◆ **Activity 1**
Copy the passage of the news article about the lewd letters that begins with the words "The letter-writer seems" and ends with "Dizon from Evans.".
◆ **Activity 2**
Write a continuation of the news article about the lewd letters, picking up right after its final sentence.

--- Excerpt provided Enclosed Below ---

NEWS
Investigators in nine states looking for man sending lewd letters to young girls
Ryan Calhoun
News 12 at 11 o'clock, November 18, 2009
EVANS, Ga. --- Investigators in nine different states, including Georgia and South Carolina, are looking for an older man sending sexually explicit letters to young girls.
Phoenix, Arizona investigators tell News 12 he's been doing it for nearly a decade, sending sexually suggestive letters postmarked in Phoenix all over the country, even as close as Evans, Ga.
Authorities said they have exhausted all efforts to find him, including DNA tests on some of the letters. Now they're looking for help from the public.
The letter-writer seems to mainly be focusing on girls in a bathing suit, dance outfits or gymnasts, which comes as a shock to parents like Jessica Dizon from Evans.
"Creepy," she said. "It's shocking and it makes me more uncomfortable to have two young girls."
Jessica's daughters are both gymnasts at Hayden's International Academy gym in Evans, and she said they love gymnastics.
"It's good, it's really good for them," she said. "So to have something like this kind of taint it, it's upsetting."
Investigators say in many of the cases the man gets a look at them in the newspaper and tracks them down before heading to the post office and sending them the letters.
Cassie Hayden is a coach at the gym in Evans. She says she hasn't heard of anything going on at their gym but is shocked to hear about the man on the loose.
"I think that's horrible," she said. "It's an achievement for a young child to be in a paper, especially their parents."

--- End of Enclosed Excerpt provided ---
--- Excerpted records Enclosed Below ---

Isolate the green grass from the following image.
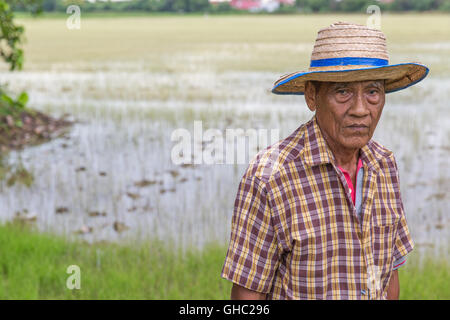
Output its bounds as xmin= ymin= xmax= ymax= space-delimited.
xmin=0 ymin=224 xmax=450 ymax=299
xmin=0 ymin=225 xmax=230 ymax=299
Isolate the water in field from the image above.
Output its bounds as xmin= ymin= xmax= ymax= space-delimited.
xmin=0 ymin=16 xmax=450 ymax=254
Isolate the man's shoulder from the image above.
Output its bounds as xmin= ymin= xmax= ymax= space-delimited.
xmin=367 ymin=140 xmax=397 ymax=169
xmin=245 ymin=124 xmax=306 ymax=183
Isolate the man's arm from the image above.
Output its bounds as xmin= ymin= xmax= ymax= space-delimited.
xmin=387 ymin=270 xmax=400 ymax=300
xmin=231 ymin=283 xmax=266 ymax=300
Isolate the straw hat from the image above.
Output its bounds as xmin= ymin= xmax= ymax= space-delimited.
xmin=272 ymin=22 xmax=428 ymax=94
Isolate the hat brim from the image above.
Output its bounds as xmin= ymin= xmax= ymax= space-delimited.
xmin=272 ymin=63 xmax=429 ymax=95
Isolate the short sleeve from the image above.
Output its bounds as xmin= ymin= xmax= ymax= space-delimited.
xmin=394 ymin=156 xmax=414 ymax=261
xmin=222 ymin=173 xmax=279 ymax=293
xmin=394 ymin=215 xmax=414 ymax=261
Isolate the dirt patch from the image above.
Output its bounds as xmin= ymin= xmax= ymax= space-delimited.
xmin=0 ymin=110 xmax=74 ymax=153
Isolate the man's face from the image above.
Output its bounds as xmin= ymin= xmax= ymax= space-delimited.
xmin=305 ymin=80 xmax=385 ymax=149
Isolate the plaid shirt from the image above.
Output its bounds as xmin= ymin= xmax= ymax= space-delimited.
xmin=222 ymin=117 xmax=413 ymax=299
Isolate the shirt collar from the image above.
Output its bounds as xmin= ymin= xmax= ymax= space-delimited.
xmin=301 ymin=116 xmax=386 ymax=172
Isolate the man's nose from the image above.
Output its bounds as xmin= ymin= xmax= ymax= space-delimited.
xmin=350 ymin=90 xmax=369 ymax=117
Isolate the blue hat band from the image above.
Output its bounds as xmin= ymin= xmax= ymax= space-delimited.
xmin=309 ymin=57 xmax=389 ymax=67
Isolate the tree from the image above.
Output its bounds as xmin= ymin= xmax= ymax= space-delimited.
xmin=0 ymin=0 xmax=42 ymax=70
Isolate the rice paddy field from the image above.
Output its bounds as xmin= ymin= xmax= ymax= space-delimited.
xmin=0 ymin=14 xmax=450 ymax=299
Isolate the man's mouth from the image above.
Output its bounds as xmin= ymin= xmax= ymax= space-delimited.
xmin=347 ymin=124 xmax=369 ymax=131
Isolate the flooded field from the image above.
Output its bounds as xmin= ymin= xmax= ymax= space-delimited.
xmin=0 ymin=16 xmax=450 ymax=255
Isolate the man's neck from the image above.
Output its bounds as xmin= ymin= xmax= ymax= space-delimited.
xmin=319 ymin=120 xmax=360 ymax=173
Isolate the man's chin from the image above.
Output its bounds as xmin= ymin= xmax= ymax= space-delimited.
xmin=343 ymin=137 xmax=370 ymax=149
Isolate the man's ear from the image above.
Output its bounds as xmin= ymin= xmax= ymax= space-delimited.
xmin=305 ymin=81 xmax=317 ymax=111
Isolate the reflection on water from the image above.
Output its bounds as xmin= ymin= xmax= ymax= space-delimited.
xmin=0 ymin=72 xmax=450 ymax=258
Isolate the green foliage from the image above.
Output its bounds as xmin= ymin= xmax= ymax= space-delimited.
xmin=0 ymin=221 xmax=450 ymax=299
xmin=0 ymin=87 xmax=28 ymax=117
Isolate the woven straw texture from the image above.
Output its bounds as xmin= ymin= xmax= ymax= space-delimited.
xmin=273 ymin=22 xmax=428 ymax=94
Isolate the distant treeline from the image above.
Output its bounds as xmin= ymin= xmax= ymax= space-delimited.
xmin=15 ymin=0 xmax=450 ymax=13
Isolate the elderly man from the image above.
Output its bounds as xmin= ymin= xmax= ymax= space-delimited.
xmin=222 ymin=22 xmax=428 ymax=299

--- End of Enclosed Excerpted records ---

◆ **Output 1**
The letter-writer seems to mainly be focusing on girls in a bathing suit, dance outfits or gymnasts, which comes as a shock to parents like Jessica Dizon from Evans.

◆ **Output 2**
Evans was one of the cities that reported receiving a letter, authorities said. The letters started being sent in 1999 and since then approximately 80 of them were sent from coast to coast.
Nine different states, including Georgia, New York, California, South Carolina, Florida, New Jersey, Kansas, Texas and mainly Arizona.
In the two to four page letters he calls the girls names, such as "kiddo" and "lovebud", graphically talking about his desires, authorities tell News 12.
"If it was one area that's the only area that would have to worry about it right now," Hayden said. "But since he's doing it to several areas that puts more people on alert."
Because of this man Hayden is afraid people will be afraid to have their kids in the paper for their accomplishments, which is exactly what's going through Dizon's mind, who wants this guy caught.
"It's just becoming more and more common, hearing these stories on the news," Dizon said. "I mean, what do you do?"
Authorities believe he's the age of a Grandfather and say these letters are written very well and if he makes a grammatical error he corrects them in pen on the page.
If you have any information on the case please call local authorities and report it.